» **FRAGMENT ŹRÓDŁOWY**:
┌────────

Organizatorem spotkania na Torwarze była NowoczesnaPL. Stowarzyszenie, którego byłem członkiem  zarejestrowano jako Nowoczesna. Partię zarejestrowano 25 sierpnia pod pełną nazwą Nowoczesna Ryszarda Petru. Pamiętam, że wtedy drugi raz się wzdrygnąłem. Pomyślałem, że pewnie się nie znam. Pewnie nazwisko lidera, mimo że jego rozpoznawalność nie była przecież za wysoka, raczej pomoże niż zaszkodzi. Z drugiej strony od tej chwili powodzenie całego projektu zależało już tylko od powodzenia, lub porażki samego lidera. Gramy na skróty. Mało czasu do wyborów, więc wchodzimy all in. 

II grzech ciężki – chciwość

W październikowych wyborach do Sejmu Nowoczesna zarejestrowała listy we wszystkich okręgach. W 16 ze 100 okręgów zarejestrowała również kandydatów do Senatu. Partia zdobyła 7,6% głosów i wprowadziła do Sejmu 28 posłów. Wszyscy uzyskali mandaty poselskie po raz pierwszy. W wyborach do Senatu Nowoczesnej nie udało się uzyskać mandatów. Na Pomorzu wynik został przyjęty z mieszanymi uczuciami. Po pierwsze samodzielną większość uzyskało Prawo i Sprawiedliwość, a po drugie na Pomorzu udało się dostać do parlamentu tylko nominatom z Warszawy, Ewie Lieder i Grzegorzowi Furgo, czyli osobom spoza Stowarzyszenia. Spodziewałem się kłopotów, ale nie tego co się wydarzyło. Adam Szłapka, który dostał od Ryszarda zadanie zbudowania struktur nigdy nie ufał szefowi naszych pomorskich struktur Michałowi Adamczykowi. Wybrał więc do tego zadania swojego znajomego, Dominika Kwiatkowskiego, który wraz z posłami miał poukładać region po jego myśli.

W efekcie 9 stycznia na Pomorzu odbyła się pierwsza konwencja Nowoczesnej Ryszarda Petru, podczas której wybrano regionalne władze ugrupowania. Porządku obrad pilnował Adam Szłapka. Przewodniczącą partii w regionie została posłanka Ewa Lieder, a wiceprzewodniczącym poseł Grzegorz Furgo. W zarządzie znalazło się jeszcze siedem osób. W wyborach wzięły jednak udział tylko 39 osób, które wybrano tak, aby wybory poszły wedle z góry zaplanowanego scenariusza. Na konwencję nie zaproszono mediów, ale również wielu dotychczasowych działaczy ugrupowania, członków stowarzyszenia. Z kolei inni, którzy wiedzieli o konwencji i na nią przyszli, nie zostali wpuszczeni na obrady przez 3 rosłych ochroniarzy. W efekcie siedzieli w kawiarni za ścianą… bez prawa głosu.

└────────

» **CEL ZADANIA**:
Proszę zredagować fragment tekstu o Nowoczesnej od „Organizatorem spotkania na” do „wchodzimy all in.”, zastępując „lidera” przez „przewodniczącego”. Materiał nie jest tu potrzebny.

» **DANE**:
┌────────

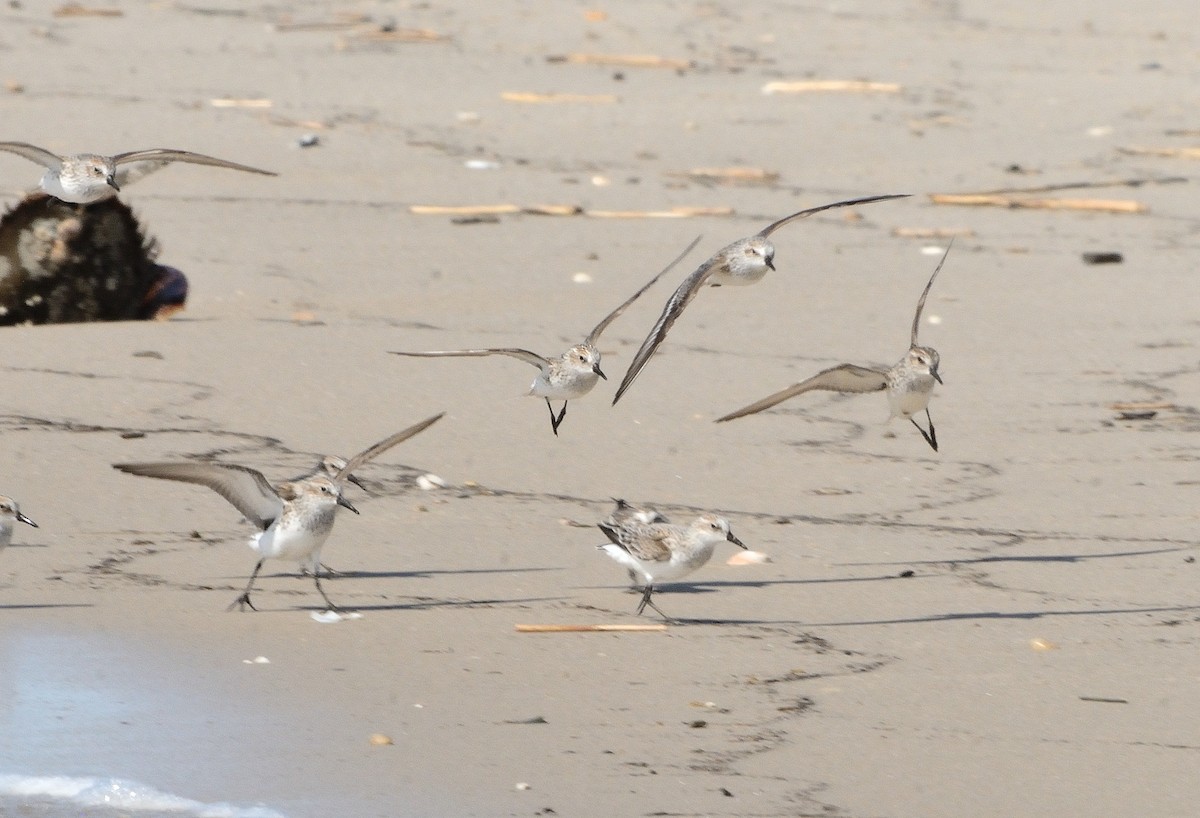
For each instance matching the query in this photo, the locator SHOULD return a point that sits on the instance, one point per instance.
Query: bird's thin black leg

└────────

» **WYNIK ZADANIA**:
Organizatorem spotkania na Torwarze była NowoczesnaPL. Stowarzyszenie, którego byłem członkiem  zarejestrowano jako Nowoczesna. Partię zarejestrowano 25 sierpnia pod pełną nazwą Nowoczesna Ryszarda Petru. Pamiętam, że wtedy drugi raz się wzdrygnąłem. Pomyślałem, że pewnie się nie znam. Pewnie nazwisko przewodniczącego, mimo że jego rozpoznawalność nie była przecież za wysoka, raczej pomoże niż zaszkodzi. Z drugiej strony od tej chwili powodzenie całego projektu zależało już tylko od powodzenia, lub porażki samego przewodniczącego. Gramy na skróty. Mało czasu do wyborów, więc wchodzimy all in.